• _SHORT TASK 1_
Reproduce word for word the portion of the passage below about the word decimate that opens with the words containing "AFTER A TWO-YEAR" and closes with "quelled, vanquished, silenced.".
• _SHORT TASK 2_
In the passage below about the word decimate, which writer rebuked the "superfine English" crowd in an 1885 essay?
• _SHORT TASK 3_
Carry the passage below about the word decimate further, picking up after its final sentence.

━━━ PAGE EXCERPT ━━━

No ... not on my "to do" list (perhaps my someday/maybe list (GTD joke)) ... Jan Freeman in the Boston Globe opines:

AFTER A TWO-YEAR holiday from complaints about the word decimate, I thought the debate might be over. At last, the defenders of the one true sense of decimate -- those who think the word should mean, as it did in ancient Rome, "to kill one in 10" -- had been routed, extirpated, quelled, vanquished, silenced.

But no -- they were only resting up for the next skirmish. The decimate dispute is back, most recently in the form of a take-no-prisoners declaration from reader Mort Brown of Holbrook: "To decimate means to reduce by 10 percent, as was done by the Roman legions."

So it does, when you're speaking of the Roman Army, or of others who copied their harsh punishment for mutinous legions. But as an English word, decimate has always had a wider scope. Since the mid-17th century, says the Oxford English Dictionary, the word has also been used to mean "destroy or remove a large proportion of."

Nobody objected, it seems, for more than two centuries; there was the military decimate and the loose, emphatic decimate, each in its proper place. But in 1870, according to Merriam-Webster's Concise Dictionary of English Usage, the popular American language commentator Richard Grant White declared war on the degraded decimate.

White inspired some followers, but the purists met resistance from the start. In an 1885 essay, writer Grant Allen rebuked the "superfine English" crowd, saying there was "surely nothing very wrong or out-of-the-way" in expanding the sense of decimate.

━━━ STORED DATA ━━━

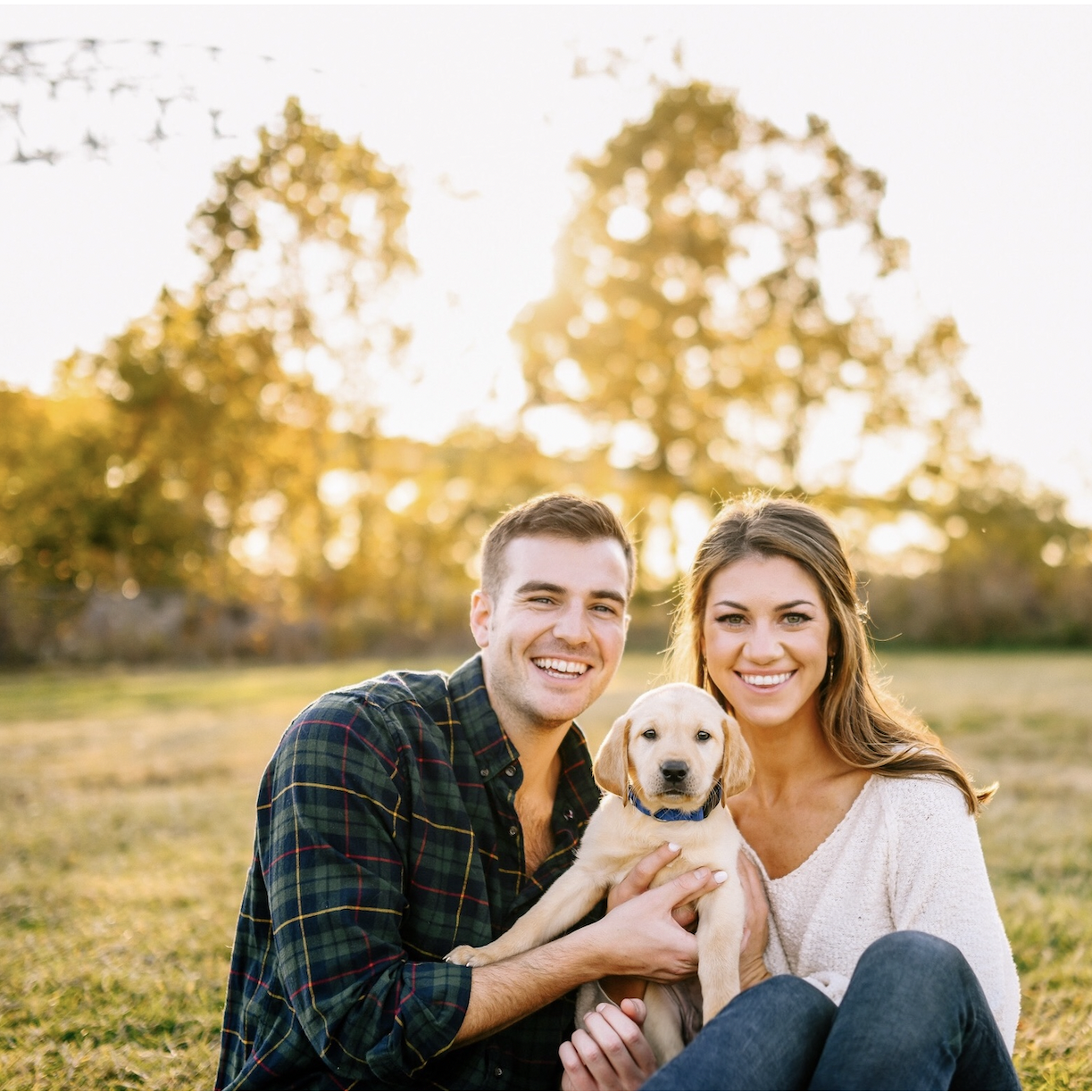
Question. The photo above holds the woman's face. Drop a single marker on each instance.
(765, 637)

━━━

• _RESULT 1_
AFTER A TWO-YEAR holiday from complaints about the word decimate, I thought the debate might be over. At last, the defenders of the one true sense of decimate -- those who think the word should mean, as it did in ancient Rome, "to kill one in 10" -- had been routed, extirpated, quelled, vanquished, silenced.

• _RESULT 2_
Grant Allen

• _RESULT 3_
H.W. Fowler, that notable stickler, also condoned the nonclassical usage, writing in Modern English Usage (1926) that it was "natural" to use decimate loosely. Current dictionaries and usage guides agree; decimate no longer means "reduce by 10 percent" -- if it ever did -- except in historical references.

That doesn't mean anything goes, decimation-wise. Since the word implies partial destruction, most usage mavens don't like it as a synonym for "wipe out"; decimation is not devastation. Many, including Fowler, think it sounds odd when applied to single entities: A career or a car might be damaged, but not decimated. And using it with a percentage -- "They decimated 75 percent" -- is just weird.

If you pine for the classical decimate, though, you have a champion in language columnist William Safire. When he first addressed decimate, 25 years ago, he agreed with Fowler: "To limit the word's meaning to 'one-tenth' would be like limiting myriad to its literal '10,000.'" But a few years later, he quietly flip-flopped, warning readers that "unless purists persist, decimate will come to mean 'destroy a large part of.'" In 2004 he reaffirmed his faith: "Decimated means reduced by 10 percent."

But he was right the first time. If etymology governed usage, as he noted, we'd have to stop using myriad for "lots" -- and journal for anything not published daily, and honeymoon for wedding trips shorter than a month. That way lies lunacy.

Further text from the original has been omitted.